**Text section:**

(begin)

On Thursday, 31 March 2016 at 08:23:45 UTC, Martin Nowak wrote:
I'm currently working on a templated arrayop implementation
(using RPN
to encode ASTs).
So far things worked out great, but now I got stuck b/c
apparently none
of the D compilers has a working SIMD implementation (maybe GDC
has but
it's very difficult to work w/ the 2.066 frontend).
https://github.com/MartinNowak/druntime/blob/arrayOps/src/core/internal/arrayop.d
https://github.com/MartinNowak/dmd/blob/arrayOps/src/arrayop.d
I don't want to do anything fancy, just unaligned loads,
stores, and integral mul/div. Is this really the current state
of SIMD or am I missing sth.?

(end)

(Contour labeling entries)
(begin)

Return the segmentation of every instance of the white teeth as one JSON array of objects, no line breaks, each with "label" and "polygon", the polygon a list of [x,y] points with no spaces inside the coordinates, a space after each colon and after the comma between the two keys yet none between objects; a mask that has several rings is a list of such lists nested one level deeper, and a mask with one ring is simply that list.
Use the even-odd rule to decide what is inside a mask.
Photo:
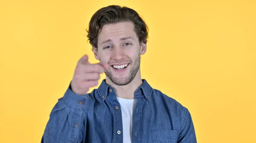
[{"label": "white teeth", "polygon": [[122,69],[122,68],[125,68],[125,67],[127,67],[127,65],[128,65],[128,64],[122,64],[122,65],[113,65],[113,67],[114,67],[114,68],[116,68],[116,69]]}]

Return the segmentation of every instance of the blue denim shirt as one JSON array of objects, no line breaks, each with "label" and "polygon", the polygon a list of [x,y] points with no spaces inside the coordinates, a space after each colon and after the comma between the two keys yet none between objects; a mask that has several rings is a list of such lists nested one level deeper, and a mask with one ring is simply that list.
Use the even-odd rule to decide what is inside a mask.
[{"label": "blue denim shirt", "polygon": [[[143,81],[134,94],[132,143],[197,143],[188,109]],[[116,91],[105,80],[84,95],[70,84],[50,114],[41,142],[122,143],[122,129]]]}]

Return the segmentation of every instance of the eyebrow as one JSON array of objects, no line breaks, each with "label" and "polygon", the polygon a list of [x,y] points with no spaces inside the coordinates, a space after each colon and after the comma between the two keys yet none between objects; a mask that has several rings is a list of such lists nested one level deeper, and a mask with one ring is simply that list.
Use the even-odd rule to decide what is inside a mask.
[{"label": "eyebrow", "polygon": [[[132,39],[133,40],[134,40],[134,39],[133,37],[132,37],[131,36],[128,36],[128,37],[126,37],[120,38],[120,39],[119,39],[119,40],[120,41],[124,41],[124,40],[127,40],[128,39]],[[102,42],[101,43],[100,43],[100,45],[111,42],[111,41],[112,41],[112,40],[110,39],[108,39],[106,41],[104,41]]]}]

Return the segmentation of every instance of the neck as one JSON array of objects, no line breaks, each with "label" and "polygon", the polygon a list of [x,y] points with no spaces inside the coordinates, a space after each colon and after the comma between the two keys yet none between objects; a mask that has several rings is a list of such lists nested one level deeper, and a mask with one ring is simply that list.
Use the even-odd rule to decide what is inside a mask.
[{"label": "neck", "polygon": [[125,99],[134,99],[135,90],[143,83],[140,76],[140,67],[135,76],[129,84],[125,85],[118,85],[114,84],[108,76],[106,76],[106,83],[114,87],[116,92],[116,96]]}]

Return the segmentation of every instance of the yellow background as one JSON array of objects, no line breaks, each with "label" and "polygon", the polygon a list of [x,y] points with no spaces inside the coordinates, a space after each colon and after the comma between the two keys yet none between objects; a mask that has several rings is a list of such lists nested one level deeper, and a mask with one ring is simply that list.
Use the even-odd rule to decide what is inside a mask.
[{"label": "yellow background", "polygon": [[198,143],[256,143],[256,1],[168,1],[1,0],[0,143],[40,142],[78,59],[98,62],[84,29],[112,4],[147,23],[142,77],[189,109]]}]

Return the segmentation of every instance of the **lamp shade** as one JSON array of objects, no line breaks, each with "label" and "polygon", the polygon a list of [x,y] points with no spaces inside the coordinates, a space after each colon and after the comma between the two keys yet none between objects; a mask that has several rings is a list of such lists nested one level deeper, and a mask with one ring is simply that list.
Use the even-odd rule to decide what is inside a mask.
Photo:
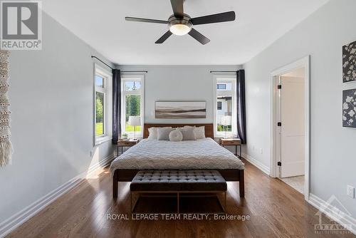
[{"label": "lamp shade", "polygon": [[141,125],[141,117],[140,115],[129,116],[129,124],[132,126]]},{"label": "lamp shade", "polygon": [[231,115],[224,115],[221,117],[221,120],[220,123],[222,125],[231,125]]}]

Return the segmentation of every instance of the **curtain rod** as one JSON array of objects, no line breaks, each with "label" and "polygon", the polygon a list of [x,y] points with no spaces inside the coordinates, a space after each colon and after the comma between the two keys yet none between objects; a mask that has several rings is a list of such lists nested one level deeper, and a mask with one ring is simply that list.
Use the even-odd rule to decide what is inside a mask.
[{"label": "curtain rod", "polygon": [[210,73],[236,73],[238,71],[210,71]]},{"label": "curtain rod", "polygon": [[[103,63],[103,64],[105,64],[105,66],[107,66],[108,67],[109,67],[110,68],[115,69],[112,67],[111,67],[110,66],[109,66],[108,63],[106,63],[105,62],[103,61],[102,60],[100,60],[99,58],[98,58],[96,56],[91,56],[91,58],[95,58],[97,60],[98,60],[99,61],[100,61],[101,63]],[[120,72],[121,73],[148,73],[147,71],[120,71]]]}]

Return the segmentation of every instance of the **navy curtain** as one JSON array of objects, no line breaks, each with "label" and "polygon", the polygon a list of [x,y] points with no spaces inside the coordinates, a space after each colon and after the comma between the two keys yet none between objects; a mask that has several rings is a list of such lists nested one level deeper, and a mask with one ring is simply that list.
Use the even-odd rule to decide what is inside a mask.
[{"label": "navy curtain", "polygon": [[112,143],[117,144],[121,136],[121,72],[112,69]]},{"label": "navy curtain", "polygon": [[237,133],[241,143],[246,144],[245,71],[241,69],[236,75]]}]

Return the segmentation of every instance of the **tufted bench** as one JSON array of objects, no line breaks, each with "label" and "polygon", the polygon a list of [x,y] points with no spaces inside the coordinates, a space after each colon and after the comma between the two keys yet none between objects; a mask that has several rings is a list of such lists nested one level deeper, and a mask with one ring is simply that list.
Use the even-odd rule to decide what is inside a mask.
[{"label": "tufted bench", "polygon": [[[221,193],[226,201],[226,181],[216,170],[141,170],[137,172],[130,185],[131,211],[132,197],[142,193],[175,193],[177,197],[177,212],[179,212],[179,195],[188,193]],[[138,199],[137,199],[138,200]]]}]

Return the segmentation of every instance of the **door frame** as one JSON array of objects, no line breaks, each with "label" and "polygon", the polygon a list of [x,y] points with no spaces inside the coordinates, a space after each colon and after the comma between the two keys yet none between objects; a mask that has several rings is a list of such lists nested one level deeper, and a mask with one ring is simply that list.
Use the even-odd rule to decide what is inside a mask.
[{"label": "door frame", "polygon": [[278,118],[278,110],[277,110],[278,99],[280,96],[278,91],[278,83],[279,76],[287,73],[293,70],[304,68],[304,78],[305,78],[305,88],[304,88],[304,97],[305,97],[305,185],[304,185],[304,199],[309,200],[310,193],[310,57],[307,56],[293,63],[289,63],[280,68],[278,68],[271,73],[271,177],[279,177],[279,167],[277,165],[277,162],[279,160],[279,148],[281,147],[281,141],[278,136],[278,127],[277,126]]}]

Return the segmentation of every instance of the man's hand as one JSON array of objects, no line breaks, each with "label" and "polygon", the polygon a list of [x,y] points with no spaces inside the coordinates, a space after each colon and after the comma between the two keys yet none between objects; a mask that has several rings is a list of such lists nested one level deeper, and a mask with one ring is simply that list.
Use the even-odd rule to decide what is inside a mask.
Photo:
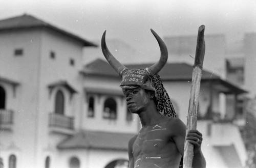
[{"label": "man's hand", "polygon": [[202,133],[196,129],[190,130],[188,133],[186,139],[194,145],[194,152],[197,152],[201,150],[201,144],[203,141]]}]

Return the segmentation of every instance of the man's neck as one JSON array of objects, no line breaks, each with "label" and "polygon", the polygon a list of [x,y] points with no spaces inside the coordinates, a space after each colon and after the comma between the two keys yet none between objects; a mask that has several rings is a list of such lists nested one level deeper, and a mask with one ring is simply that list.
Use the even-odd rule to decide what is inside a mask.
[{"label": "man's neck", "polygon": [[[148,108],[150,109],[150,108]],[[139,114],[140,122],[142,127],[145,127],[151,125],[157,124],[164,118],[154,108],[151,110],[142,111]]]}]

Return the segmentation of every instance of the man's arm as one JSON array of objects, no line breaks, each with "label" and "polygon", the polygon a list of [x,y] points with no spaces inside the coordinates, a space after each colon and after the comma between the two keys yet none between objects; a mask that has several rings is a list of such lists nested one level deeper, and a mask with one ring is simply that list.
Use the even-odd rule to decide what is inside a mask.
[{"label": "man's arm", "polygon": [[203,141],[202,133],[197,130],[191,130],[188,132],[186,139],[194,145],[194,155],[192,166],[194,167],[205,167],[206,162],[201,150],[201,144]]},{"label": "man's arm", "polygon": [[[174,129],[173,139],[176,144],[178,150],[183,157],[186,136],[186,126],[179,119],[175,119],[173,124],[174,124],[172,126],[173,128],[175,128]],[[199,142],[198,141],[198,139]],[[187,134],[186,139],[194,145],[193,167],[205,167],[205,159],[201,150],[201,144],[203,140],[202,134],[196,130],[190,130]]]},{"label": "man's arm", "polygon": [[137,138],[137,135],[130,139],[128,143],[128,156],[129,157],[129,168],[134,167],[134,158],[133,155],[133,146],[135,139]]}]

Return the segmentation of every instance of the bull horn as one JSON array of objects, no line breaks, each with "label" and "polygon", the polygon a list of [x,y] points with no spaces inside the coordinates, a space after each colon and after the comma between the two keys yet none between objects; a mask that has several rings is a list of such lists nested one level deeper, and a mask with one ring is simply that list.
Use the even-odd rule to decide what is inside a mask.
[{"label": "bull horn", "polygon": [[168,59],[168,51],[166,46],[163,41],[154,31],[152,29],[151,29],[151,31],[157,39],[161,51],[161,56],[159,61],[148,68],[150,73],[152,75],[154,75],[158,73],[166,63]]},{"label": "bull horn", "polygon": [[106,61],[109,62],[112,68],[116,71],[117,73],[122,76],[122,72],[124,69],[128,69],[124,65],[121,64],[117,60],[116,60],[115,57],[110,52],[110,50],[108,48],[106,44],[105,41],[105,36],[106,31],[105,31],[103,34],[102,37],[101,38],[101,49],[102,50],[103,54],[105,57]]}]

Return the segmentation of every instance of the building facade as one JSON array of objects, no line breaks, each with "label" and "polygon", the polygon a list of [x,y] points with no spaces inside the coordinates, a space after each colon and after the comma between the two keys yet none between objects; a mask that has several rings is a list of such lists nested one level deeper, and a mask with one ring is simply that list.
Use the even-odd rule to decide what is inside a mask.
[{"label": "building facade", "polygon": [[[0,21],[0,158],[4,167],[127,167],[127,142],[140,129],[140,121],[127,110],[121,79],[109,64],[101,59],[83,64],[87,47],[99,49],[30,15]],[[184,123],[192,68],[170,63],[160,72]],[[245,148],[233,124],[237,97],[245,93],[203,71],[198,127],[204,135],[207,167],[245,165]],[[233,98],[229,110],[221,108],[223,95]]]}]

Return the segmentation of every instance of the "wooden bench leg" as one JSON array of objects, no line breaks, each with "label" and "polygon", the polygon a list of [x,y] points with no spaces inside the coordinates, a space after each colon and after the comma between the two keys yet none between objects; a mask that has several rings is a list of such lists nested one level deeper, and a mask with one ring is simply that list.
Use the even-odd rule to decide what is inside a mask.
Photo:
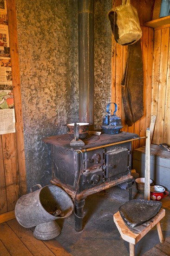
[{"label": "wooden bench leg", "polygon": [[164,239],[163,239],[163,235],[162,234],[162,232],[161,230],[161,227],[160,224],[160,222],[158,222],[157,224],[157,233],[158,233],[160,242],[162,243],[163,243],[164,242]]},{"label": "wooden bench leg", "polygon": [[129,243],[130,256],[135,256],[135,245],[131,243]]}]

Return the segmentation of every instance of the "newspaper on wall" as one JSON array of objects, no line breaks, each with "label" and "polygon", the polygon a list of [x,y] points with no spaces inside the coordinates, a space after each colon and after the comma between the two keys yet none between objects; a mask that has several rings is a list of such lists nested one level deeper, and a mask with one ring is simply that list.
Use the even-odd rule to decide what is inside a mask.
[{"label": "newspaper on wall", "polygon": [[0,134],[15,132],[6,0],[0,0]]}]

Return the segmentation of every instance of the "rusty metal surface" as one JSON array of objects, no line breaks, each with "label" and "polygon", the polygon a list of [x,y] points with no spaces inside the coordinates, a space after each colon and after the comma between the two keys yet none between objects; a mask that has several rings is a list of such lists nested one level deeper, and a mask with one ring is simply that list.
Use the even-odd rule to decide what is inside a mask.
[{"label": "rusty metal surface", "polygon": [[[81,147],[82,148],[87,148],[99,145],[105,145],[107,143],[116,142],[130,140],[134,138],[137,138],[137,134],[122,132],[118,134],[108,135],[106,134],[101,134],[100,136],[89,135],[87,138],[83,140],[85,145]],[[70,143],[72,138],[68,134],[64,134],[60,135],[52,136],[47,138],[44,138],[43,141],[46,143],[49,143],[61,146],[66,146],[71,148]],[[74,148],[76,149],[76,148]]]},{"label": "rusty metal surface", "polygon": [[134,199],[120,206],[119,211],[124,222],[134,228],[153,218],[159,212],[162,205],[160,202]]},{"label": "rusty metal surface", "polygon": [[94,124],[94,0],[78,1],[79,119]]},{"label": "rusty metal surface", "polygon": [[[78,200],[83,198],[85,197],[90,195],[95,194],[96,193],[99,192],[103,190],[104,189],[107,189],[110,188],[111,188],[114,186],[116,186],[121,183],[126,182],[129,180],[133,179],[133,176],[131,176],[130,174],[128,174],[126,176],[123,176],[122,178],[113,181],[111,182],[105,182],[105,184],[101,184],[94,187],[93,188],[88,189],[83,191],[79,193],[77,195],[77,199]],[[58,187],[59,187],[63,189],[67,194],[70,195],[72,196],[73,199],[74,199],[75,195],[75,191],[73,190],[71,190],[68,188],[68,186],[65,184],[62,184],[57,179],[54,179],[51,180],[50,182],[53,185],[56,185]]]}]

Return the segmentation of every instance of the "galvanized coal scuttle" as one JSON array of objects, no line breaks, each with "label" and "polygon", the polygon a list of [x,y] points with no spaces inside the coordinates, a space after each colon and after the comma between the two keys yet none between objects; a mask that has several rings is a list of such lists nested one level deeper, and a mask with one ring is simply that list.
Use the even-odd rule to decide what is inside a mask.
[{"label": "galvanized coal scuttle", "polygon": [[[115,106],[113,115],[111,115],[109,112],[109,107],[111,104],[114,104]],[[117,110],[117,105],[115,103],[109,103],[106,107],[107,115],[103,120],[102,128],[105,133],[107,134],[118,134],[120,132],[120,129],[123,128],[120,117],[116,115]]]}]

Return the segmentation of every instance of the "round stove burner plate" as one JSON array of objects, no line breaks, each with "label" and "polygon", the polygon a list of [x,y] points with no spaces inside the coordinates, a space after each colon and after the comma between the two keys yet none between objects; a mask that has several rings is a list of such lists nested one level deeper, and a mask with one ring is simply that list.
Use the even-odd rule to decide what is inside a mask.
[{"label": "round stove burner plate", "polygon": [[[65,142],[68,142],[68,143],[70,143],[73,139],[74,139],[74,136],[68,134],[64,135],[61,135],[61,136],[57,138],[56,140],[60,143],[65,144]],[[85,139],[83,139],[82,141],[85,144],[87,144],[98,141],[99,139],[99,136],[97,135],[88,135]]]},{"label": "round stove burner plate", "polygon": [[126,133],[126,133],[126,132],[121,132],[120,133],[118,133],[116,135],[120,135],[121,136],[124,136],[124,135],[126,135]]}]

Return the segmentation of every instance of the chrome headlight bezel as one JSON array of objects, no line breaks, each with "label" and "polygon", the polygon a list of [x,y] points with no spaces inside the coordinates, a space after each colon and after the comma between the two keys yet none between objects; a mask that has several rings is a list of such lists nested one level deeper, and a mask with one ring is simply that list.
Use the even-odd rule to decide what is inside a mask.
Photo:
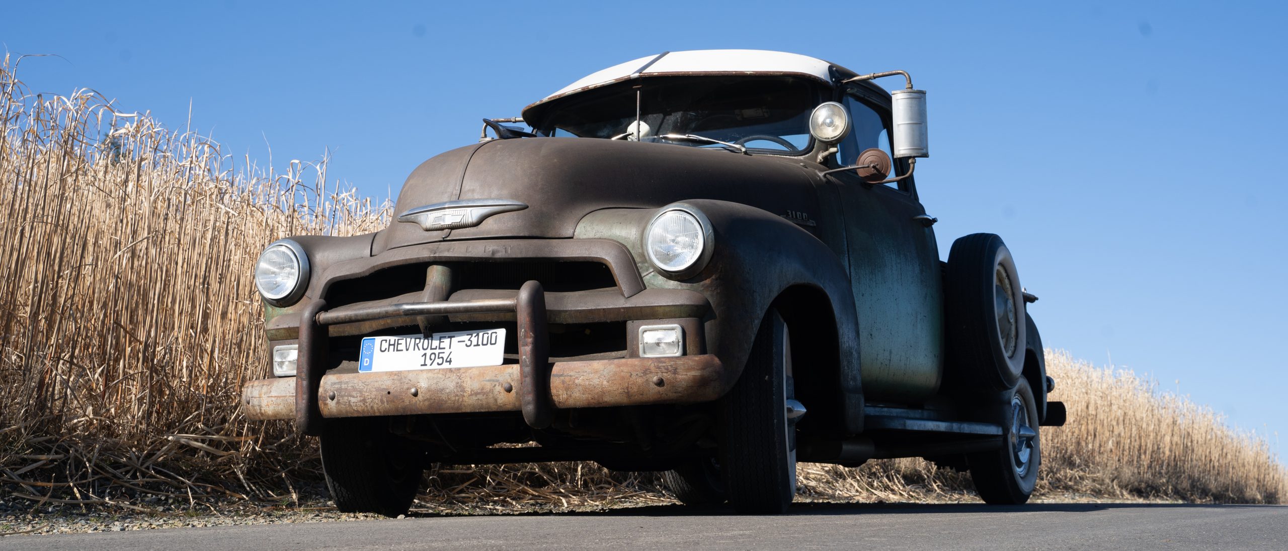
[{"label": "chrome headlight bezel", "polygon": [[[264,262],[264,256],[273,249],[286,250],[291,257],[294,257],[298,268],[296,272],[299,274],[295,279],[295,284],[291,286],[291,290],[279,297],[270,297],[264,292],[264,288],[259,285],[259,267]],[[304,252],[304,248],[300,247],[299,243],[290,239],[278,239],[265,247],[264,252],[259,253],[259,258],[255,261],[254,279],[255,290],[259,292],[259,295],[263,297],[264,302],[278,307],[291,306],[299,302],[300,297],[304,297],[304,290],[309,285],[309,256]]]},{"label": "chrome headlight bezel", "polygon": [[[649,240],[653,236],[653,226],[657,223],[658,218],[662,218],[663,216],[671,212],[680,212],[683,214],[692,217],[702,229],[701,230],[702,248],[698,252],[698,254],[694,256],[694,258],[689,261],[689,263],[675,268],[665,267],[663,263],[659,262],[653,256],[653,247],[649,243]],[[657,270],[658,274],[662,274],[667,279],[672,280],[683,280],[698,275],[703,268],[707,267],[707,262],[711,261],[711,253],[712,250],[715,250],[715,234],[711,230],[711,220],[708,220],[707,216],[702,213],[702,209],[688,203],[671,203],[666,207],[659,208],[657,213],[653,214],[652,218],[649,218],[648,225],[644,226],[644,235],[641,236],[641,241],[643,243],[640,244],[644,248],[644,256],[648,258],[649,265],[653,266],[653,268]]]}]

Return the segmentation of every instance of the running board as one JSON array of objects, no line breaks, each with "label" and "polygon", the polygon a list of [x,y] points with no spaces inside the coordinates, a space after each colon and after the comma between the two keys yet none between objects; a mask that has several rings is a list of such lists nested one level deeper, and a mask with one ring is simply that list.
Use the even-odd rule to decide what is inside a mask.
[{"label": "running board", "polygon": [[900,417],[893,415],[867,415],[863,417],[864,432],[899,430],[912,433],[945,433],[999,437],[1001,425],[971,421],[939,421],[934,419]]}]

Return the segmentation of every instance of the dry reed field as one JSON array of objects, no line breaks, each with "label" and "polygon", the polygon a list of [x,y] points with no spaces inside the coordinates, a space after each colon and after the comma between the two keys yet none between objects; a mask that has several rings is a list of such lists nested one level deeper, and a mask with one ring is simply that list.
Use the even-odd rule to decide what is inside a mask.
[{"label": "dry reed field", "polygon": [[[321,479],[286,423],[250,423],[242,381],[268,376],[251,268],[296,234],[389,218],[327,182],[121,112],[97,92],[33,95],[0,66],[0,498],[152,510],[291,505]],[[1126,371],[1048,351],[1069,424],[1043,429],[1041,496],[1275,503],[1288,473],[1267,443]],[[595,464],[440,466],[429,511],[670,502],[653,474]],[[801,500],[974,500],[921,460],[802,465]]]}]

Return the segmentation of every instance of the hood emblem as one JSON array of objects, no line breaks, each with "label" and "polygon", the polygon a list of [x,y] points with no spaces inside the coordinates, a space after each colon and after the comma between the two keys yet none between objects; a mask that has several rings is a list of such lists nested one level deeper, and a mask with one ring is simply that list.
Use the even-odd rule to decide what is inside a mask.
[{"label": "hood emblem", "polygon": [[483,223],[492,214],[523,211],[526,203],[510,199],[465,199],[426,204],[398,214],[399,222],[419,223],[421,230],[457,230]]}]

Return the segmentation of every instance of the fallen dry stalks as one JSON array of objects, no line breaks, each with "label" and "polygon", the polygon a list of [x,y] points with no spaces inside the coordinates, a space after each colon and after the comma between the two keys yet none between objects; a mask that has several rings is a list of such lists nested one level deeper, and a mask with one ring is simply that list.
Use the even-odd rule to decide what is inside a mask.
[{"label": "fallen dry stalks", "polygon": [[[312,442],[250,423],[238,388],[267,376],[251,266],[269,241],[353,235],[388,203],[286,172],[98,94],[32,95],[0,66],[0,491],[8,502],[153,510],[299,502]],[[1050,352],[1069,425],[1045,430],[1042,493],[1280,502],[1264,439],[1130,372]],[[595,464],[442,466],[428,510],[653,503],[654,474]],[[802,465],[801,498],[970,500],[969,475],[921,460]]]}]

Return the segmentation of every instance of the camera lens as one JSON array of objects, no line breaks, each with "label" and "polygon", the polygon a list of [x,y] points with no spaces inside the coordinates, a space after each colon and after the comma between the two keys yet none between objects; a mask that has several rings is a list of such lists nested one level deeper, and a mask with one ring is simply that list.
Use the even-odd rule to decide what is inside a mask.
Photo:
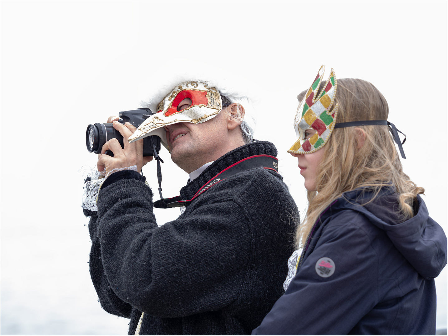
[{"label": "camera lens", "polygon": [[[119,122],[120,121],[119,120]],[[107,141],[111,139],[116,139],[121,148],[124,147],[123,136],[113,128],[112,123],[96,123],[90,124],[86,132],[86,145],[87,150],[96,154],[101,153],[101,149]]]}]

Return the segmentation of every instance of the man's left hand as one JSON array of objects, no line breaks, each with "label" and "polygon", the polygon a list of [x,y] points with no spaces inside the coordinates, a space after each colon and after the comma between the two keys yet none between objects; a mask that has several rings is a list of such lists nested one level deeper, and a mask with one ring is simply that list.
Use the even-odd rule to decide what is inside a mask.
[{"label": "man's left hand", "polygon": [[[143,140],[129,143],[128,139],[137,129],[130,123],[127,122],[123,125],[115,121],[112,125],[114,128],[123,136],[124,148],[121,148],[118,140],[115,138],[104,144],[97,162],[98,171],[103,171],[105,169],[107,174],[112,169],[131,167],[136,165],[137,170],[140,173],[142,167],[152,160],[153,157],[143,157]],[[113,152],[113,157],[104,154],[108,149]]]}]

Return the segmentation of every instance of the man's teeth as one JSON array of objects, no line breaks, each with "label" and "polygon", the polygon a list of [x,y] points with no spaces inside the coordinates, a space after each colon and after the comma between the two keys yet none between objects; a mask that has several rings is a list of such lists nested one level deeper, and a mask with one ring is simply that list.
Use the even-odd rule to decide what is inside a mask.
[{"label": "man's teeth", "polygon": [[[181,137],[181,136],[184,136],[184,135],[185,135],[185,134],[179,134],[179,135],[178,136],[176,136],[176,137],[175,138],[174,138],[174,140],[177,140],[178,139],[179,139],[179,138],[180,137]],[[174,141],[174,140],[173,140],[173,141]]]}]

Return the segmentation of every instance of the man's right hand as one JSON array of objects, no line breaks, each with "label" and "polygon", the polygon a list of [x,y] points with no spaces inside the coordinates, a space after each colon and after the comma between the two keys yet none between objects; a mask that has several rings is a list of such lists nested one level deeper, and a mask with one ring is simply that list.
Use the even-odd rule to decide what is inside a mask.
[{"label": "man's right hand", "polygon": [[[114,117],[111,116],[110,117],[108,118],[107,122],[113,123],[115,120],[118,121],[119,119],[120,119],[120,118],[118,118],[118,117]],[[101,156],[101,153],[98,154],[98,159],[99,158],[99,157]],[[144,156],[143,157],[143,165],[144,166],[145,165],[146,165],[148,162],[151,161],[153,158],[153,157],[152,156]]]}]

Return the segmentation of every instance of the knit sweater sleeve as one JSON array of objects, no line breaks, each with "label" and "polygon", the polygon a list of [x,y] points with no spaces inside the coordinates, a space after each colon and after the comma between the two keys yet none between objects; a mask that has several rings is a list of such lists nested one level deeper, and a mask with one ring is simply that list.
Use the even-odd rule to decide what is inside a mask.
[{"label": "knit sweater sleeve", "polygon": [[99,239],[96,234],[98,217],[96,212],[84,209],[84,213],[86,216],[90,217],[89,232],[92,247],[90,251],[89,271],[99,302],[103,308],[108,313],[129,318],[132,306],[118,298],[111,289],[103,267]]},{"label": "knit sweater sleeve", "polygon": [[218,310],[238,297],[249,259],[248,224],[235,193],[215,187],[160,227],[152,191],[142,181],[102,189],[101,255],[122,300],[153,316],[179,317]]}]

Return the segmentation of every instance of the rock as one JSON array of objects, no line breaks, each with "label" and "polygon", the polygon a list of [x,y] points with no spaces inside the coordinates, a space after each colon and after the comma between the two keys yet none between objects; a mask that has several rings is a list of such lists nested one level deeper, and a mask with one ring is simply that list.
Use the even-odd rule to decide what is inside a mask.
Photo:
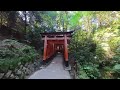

(end)

**Work to complete:**
1 – According to the forum post on SIMD in the D compilers, which frontend version makes GDC very difficult to work with?
2 – Extend the forum post on SIMD in the D compilers, picking up right after its last sentence.

**Outputs by task:**
1 – The 2.066 frontend.

2 –
-Martin
ndslice.algorithm [1], [2] compiled with recent LDC beta will do
all work for you. Vectorized flag should be turned on and the
last (row) dimension should have stride==1.
Generic matrix-matrix multiplication [3] is available in Mir
version 0.16.0-beta2
It should be compiled with recent LDC beta, and -mcpu=native flag.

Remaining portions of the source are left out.